Page extract ::
───

PD Martin's Blog

December 20, 2012

Gun laws in Australia

Filed under: Murderati blogs — Tags: , , — PD Martin @ 3:43 am

For any regular visitors to Murderati, it’s difficult if not impossible to follow up from Gar’s post yesterday. I had been contemplating two subjects for my blog today — both very different from one another (one was ‘failure’ and what it means and the other was my complete inability to get Christmas cards out on time…actually maybe they are related). However, I didn’t feel that either of those subjects was a fitting ‘follow-on’ from Gar’s amazing post.

So, I’m sticking with the theme by talking about Australian gun laws. I guess as a way of saying ‘this is what it would look like’ if America ever did change its (wicked) ways. Plus Gar’s post inspired me to explore things a little more.

The first thing I discovered was that Aussie gun laws have gone through a massive change — and it was in response to a spree killing. Specifically, in 1996 gun laws were reviewed following the Port Arthur Massacre. I should say, that gun control wasn’t really on the radar in Australia before that, because we’ve always had a relatively low violent crime rate plus we have a long history of low firearm use and gun legislation (off and on, and different for the different states). However the state laws were aligned via the 1996 National Agreement on Firearms. But the fact that gun laws haven’t been a constant source of debate does make us very different to America.

Here’s what it’s like in Australia. I’ll start with a personal experience.

I grew up in Melbourne (population 4.1 million, Australia’s second largest city) and had never seen or held a gun until I went to a firing range as research for my Sophie novels. So I was thirty-five years old the first time I saw a gun. Could this be said for many Americans?

───

What the task requires ::
Reproduce the part of the blog post on Australian gun laws that starts at the words containing "PD Martin's Blog" and ends after "a little more.". The rows have nothing to do with the blog post.

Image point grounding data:

───

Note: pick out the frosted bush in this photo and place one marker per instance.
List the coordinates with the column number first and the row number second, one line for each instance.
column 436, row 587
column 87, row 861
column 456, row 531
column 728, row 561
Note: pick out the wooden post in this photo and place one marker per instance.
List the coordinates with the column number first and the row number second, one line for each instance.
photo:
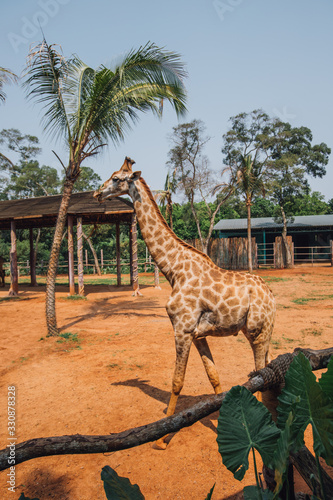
column 134, row 253
column 71, row 256
column 33, row 280
column 118, row 253
column 131, row 255
column 157, row 277
column 13, row 261
column 80, row 255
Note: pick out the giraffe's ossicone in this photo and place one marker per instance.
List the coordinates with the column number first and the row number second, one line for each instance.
column 205, row 299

───

Your response ::
PD Martin's Blog

December 20, 2012

Gun laws in Australia

Filed under: Murderati blogs — Tags: , , — PD Martin @ 3:43 am

For any regular visitors to Murderati, it’s difficult if not impossible to follow up from Gar’s post yesterday. I had been contemplating two subjects for my blog today — both very different from one another (one was ‘failure’ and what it means and the other was my complete inability to get Christmas cards out on time…actually maybe they are related). However, I didn’t feel that either of those subjects was a fitting ‘follow-on’ from Gar’s amazing post.

So, I’m sticking with the theme by talking about Australian gun laws. I guess as a way of saying ‘this is what it would look like’ if America ever did change its (wicked) ways. Plus Gar’s post inspired me to explore things a little more.